> **Activity**:
Give back exactly the lines of the entries below from the line with "formatted like [490,200]." to the line with "formatted like [143,191].", inclusive, and only those.

======== Material provided ========

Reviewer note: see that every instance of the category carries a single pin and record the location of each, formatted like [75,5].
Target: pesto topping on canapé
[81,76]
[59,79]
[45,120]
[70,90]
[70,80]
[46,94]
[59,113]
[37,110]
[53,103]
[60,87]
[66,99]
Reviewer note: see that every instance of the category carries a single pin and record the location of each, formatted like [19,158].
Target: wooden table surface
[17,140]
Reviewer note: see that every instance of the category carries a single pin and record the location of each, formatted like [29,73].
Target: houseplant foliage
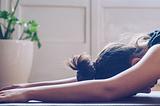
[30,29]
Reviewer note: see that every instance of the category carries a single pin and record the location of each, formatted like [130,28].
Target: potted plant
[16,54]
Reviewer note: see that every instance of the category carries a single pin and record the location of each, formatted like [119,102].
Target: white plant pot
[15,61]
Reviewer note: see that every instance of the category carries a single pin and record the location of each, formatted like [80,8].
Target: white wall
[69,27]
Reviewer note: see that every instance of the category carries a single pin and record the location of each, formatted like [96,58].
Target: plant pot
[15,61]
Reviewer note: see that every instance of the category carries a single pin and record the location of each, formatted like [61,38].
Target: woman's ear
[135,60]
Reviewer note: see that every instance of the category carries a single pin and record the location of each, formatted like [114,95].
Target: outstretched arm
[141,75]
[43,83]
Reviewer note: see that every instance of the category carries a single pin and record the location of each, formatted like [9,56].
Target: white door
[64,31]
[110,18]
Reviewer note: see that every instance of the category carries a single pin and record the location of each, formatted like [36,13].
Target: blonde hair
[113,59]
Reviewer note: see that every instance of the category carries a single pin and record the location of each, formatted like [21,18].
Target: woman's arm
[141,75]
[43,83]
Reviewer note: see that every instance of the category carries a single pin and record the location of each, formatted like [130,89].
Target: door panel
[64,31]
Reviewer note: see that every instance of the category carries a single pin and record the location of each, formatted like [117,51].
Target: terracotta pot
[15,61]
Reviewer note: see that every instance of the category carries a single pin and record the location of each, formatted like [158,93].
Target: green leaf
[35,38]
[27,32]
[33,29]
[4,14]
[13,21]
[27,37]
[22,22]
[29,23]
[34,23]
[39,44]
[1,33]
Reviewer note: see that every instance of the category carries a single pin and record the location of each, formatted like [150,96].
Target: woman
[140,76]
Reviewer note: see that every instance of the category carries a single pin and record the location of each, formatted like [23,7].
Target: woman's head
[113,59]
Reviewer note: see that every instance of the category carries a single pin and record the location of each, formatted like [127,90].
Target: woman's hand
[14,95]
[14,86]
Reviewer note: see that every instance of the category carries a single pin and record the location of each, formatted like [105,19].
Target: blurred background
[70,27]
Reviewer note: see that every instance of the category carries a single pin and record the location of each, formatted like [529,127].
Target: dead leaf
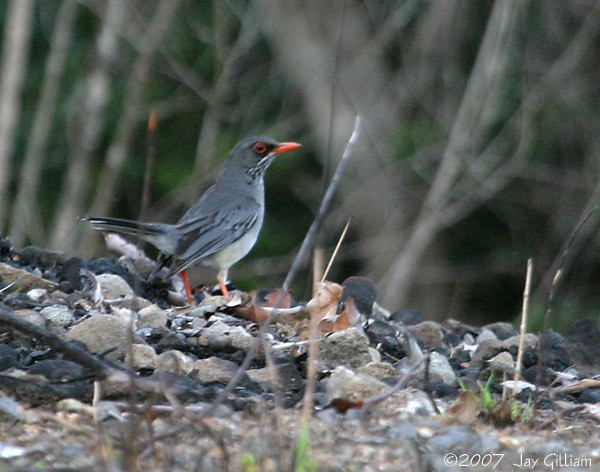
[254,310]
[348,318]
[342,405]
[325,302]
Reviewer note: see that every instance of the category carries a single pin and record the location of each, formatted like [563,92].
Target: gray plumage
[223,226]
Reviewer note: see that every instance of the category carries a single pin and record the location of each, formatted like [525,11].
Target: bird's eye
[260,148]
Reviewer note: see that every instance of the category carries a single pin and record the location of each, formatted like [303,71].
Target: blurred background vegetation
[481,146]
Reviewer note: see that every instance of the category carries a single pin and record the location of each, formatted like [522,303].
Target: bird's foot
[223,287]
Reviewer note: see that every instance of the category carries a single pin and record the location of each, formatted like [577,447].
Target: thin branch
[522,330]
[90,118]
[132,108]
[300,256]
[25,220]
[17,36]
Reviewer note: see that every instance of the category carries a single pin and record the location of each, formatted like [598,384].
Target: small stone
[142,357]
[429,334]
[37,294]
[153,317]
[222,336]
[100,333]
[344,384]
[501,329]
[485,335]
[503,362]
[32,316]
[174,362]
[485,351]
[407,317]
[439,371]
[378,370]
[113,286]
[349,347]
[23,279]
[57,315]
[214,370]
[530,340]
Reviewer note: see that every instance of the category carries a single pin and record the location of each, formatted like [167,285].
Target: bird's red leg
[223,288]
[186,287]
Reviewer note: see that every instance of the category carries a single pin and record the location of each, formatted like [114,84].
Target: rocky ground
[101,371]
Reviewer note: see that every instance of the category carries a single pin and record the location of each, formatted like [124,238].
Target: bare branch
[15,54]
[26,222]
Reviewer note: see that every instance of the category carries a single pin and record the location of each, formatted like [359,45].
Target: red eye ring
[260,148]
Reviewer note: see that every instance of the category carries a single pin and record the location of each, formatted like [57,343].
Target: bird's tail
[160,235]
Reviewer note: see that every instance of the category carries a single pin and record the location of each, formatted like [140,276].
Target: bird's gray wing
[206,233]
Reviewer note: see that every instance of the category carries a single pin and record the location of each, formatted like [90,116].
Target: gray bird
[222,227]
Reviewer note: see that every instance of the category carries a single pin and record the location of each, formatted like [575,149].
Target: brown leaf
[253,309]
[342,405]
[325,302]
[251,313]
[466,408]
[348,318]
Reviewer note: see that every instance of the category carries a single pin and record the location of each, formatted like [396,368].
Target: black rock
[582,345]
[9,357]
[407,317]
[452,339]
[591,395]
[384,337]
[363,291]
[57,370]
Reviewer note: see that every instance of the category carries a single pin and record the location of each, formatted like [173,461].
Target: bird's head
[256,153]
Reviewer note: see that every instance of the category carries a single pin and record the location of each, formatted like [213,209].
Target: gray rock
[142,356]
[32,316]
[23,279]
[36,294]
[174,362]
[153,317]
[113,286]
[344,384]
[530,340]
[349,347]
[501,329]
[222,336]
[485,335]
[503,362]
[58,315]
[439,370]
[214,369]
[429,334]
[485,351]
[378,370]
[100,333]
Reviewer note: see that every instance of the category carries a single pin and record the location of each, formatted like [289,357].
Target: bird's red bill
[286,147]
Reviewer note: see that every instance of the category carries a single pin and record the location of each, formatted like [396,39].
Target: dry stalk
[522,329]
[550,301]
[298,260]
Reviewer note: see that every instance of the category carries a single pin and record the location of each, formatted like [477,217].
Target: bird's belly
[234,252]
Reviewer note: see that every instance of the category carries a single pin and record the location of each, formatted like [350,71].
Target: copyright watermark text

========
======== Material provided ========

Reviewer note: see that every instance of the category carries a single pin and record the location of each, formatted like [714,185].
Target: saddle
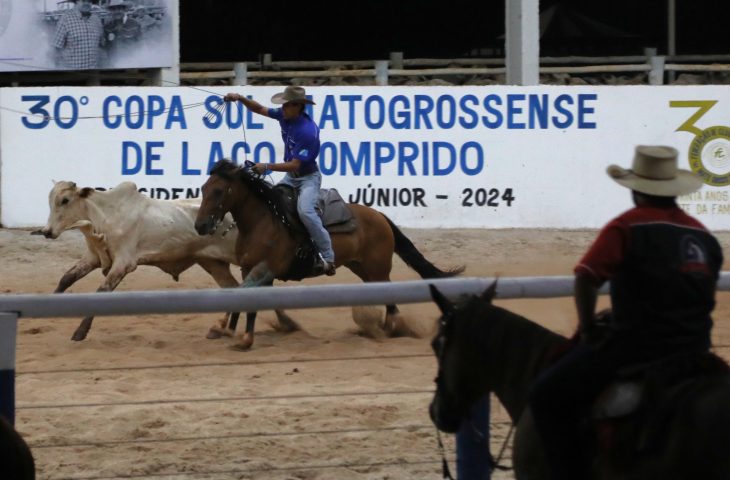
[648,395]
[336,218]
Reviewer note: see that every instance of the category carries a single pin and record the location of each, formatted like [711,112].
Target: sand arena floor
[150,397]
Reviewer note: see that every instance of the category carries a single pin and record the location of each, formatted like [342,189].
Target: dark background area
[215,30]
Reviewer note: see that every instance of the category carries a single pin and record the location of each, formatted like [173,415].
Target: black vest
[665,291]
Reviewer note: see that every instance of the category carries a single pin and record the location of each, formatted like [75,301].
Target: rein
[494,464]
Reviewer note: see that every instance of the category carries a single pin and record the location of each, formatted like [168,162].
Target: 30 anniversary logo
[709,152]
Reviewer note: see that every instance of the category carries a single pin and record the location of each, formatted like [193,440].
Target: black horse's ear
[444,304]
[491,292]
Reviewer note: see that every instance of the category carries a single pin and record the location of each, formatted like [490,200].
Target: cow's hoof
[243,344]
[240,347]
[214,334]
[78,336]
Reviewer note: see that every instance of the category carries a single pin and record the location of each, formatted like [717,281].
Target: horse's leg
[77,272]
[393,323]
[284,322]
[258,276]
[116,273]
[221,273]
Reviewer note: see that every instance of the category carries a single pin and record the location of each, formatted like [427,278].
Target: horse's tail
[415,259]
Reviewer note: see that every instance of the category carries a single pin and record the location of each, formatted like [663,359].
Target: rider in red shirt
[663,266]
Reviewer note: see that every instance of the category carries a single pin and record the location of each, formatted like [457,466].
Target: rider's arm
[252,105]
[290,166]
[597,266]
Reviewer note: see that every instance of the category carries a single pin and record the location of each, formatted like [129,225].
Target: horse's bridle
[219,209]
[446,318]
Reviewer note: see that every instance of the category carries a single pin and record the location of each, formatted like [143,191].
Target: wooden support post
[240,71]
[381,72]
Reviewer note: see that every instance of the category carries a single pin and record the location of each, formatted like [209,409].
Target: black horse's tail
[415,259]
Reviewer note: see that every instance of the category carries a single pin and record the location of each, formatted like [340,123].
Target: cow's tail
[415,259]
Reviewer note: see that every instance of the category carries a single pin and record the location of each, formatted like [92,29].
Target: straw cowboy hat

========

> **Expected output**:
Reviewer note: see that every instance of the category carries a single pin and record the location of each, formatted like [490,200].
Target: cow's hoof
[243,344]
[240,347]
[214,334]
[78,336]
Reviewer note: see that every instance of the category carries a single pin and record the location of each, formatted like [717,281].
Target: horse's leg
[77,272]
[393,323]
[284,322]
[258,276]
[116,273]
[221,273]
Reviewer note: see that every instance of the category carries a single pin and record the location of each, formatted like [427,278].
Target: horse's tail
[415,259]
Reviewer note: see that every instance of the category carries a single pin and record the location of each, formatted like [663,359].
Target: rider in red shirt
[663,266]
Reviewer note: see that every instance of the category carries a single pin and record the location of each, formatted like [457,466].
Target: rider's arm
[252,105]
[290,166]
[597,266]
Reviewer note: see that every instance of the category carries a single pin and record the location of each, formatted like [129,225].
Target: horse's bridle
[219,209]
[446,318]
Reviewer note: see that every instance of the category carries a single pin and record the location of each, formatted like [143,191].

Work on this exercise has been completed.